AUFGABEN:
1: Geben Sie aus dem Text über die Grabfunde den Abschnitt von „1 Keil von grauem“ bis einschließlich „2. Kegelgräber.“ wortgetreu wieder.
2: Schreiben Sie den Text über die Grabfunde im Anschluss an seinen letzten Satz weiter.

··· TEXTBLOCK ···

1 Keil von grauem Feuerstein, 5 1/4" lang, 2" breit im Mittel und 3/4" dick in der Mitte, auf den beiden breiten Seiten ganz geschliffen und an der Schneide sichtlich oft und scharf nachgeschliffen, jedoch an der Schneide an einigen kleinen Stellen zerschlagen;

1 kleiner Keil von grauem Feuerstein, 3" lang, 1" breit und 3/4" dick, etwas unregelmäßig, an den beiden breiten Seiten ganz geschliffen und an der Schneide sichtlich oft und zwar so nachgeschliffen, daß die Schneide gegen den Breiten=Durchmesser schräge liegt; wahrscheinlich ist dieser kleine Keil, der wegen seiner Kleinheit sehr selten ist, zum Einsetzen in eine hölzerne Keule oder dergleichen benutzt worden.

Weiter ward innerhalb dieses Grabes nichts gefunden.

2. Kegelgräber.

··· BEREITGESTELLTE DATEN ···

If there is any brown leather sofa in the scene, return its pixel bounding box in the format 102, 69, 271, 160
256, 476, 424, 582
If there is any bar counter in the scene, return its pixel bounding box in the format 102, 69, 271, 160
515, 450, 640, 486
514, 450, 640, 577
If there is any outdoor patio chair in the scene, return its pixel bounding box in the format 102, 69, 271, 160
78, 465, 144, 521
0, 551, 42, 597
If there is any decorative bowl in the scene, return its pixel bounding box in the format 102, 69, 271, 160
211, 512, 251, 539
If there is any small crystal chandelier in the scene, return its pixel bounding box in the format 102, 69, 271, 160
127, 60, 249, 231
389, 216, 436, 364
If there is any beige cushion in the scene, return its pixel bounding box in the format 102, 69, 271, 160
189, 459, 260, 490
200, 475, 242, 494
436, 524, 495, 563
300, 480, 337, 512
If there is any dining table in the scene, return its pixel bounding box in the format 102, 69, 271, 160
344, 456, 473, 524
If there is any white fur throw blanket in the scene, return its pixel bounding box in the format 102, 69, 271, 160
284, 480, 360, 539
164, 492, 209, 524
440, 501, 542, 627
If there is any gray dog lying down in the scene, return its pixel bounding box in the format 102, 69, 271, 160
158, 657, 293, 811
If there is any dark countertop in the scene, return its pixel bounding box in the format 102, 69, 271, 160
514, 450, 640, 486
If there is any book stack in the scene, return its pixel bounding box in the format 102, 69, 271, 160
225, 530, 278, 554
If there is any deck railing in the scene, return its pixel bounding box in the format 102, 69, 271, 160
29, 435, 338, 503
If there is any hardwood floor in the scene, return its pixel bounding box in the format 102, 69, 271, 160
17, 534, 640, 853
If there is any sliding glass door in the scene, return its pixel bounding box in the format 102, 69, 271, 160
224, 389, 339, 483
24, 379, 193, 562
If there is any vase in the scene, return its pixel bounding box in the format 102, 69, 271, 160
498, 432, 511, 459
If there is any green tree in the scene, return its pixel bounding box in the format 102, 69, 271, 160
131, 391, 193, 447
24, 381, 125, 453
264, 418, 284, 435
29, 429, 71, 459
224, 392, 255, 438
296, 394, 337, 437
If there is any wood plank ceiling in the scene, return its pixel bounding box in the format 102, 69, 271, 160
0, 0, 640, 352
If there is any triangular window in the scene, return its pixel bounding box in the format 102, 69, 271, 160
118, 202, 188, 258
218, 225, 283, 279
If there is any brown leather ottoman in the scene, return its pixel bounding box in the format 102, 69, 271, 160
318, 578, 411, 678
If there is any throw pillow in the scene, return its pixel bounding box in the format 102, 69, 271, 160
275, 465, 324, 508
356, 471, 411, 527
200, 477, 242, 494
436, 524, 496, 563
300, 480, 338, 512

···

LÖSUNGEN JE AUFGABE:
1:
1 Keil von grauem Feuerstein, 5 1/4" lang, 2" breit im Mittel und 3/4" dick in der Mitte, auf den beiden breiten Seiten ganz geschliffen und an der Schneide sichtlich oft und scharf nachgeschliffen, jedoch an der Schneide an einigen kleinen Stellen zerschlagen;

1 kleiner Keil von grauem Feuerstein, 3" lang, 1" breit und 3/4" dick, etwas unregelmäßig, an den beiden breiten Seiten ganz geschliffen und an der Schneide sichtlich oft und zwar so nachgeschliffen, daß die Schneide gegen den Breiten=Durchmesser schräge liegt; wahrscheinlich ist dieser kleine Keil, der wegen seiner Kleinheit sehr selten ist, zum Einsetzen in eine hölzerne Keule oder dergleichen benutzt worden.

Weiter ward innerhalb dieses Grabes nichts gefunden.

2. Kegelgräber.

2:
Merkwürdig ist es, daß sich innerhalb des Steinringes, der den ganzen Begräbnißplatz umschloß, auch mehrere Begräbnisse aus der Bronzeperiode fanden, oder es war vielmehr, nach der Bauart, dieser Begräbnißplatz ein großes, wenn auch niedriges, Familien= Kegelgrab, in dessen Umkreis das Hünengrab hineingezogen war. Es ist einige Male beobachtet, daß Begräbnisse aus der Bronzeperiode oben auf Hünengräber gesetzt sind und das Ganze dann zu einem Kegelgrabe gemacht ist, wie z. B. in dem bekannten Grabe zu Waldhusen bei Lübek, in einigen Gräbern zu Moltzow am malchiner See; es ist aber in Meklenburg, so viel bekannt ist, noch nicht beobachtet, daß ein Hünengrab aus der Steinperiode neben Begräbnissen aus der Bronzeperiode in einem Kegelgrabe stand.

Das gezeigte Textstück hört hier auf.